▶ _Goal of the exercise_: Copy out the records below word for word, leaving out the pictures.

(Data lines)
◇ ◇ ◇

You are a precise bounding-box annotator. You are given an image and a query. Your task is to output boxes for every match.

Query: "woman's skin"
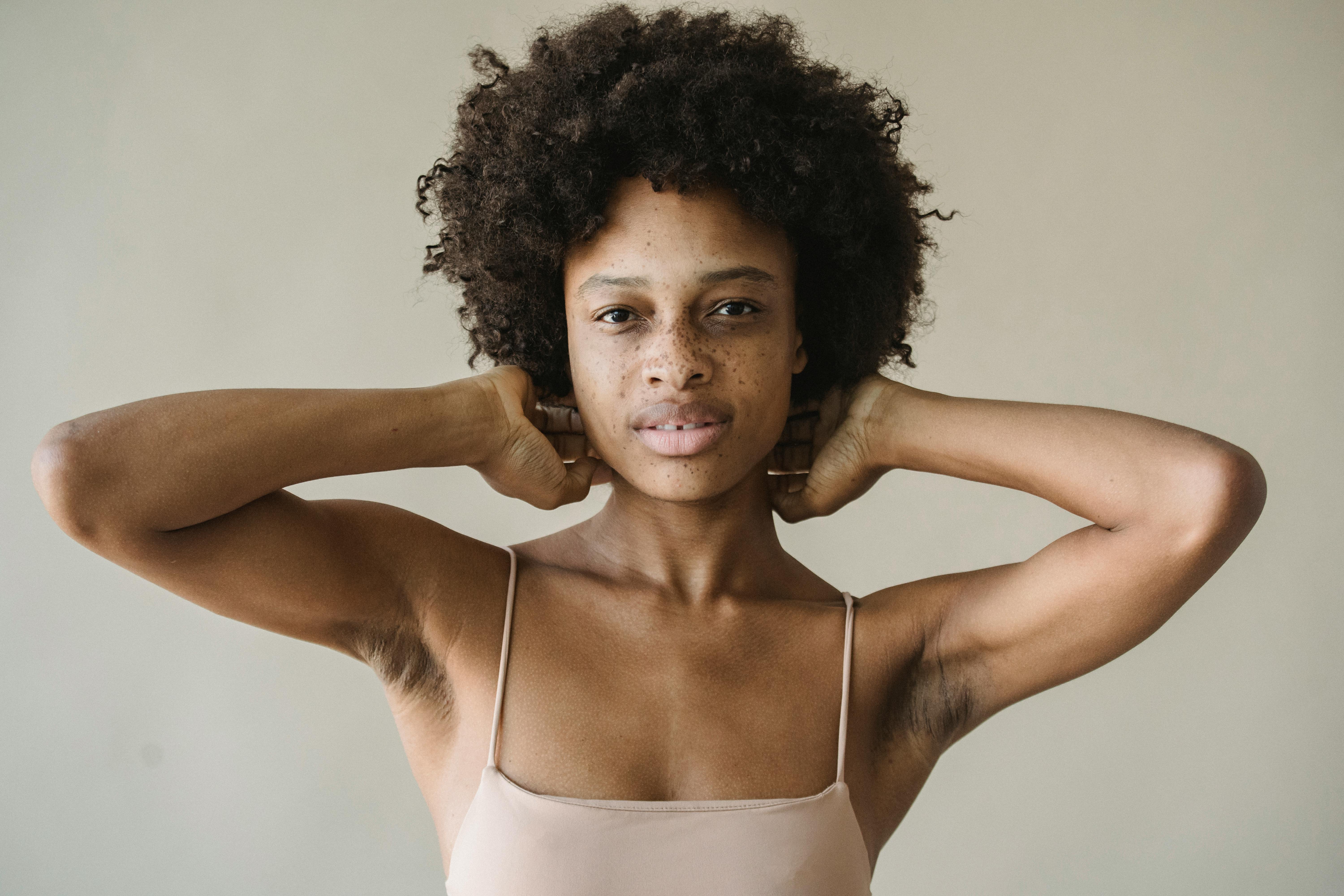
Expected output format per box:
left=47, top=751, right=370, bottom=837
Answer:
left=34, top=179, right=1265, bottom=869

◇ ◇ ◇

▶ _Written response_:
You are a precise bounding-box annotator. You are given an image and a query. Your task is to output boxes for every match.

Query: "woman's skin"
Expected output format per box:
left=47, top=751, right=370, bottom=837
Answer:
left=34, top=179, right=1265, bottom=869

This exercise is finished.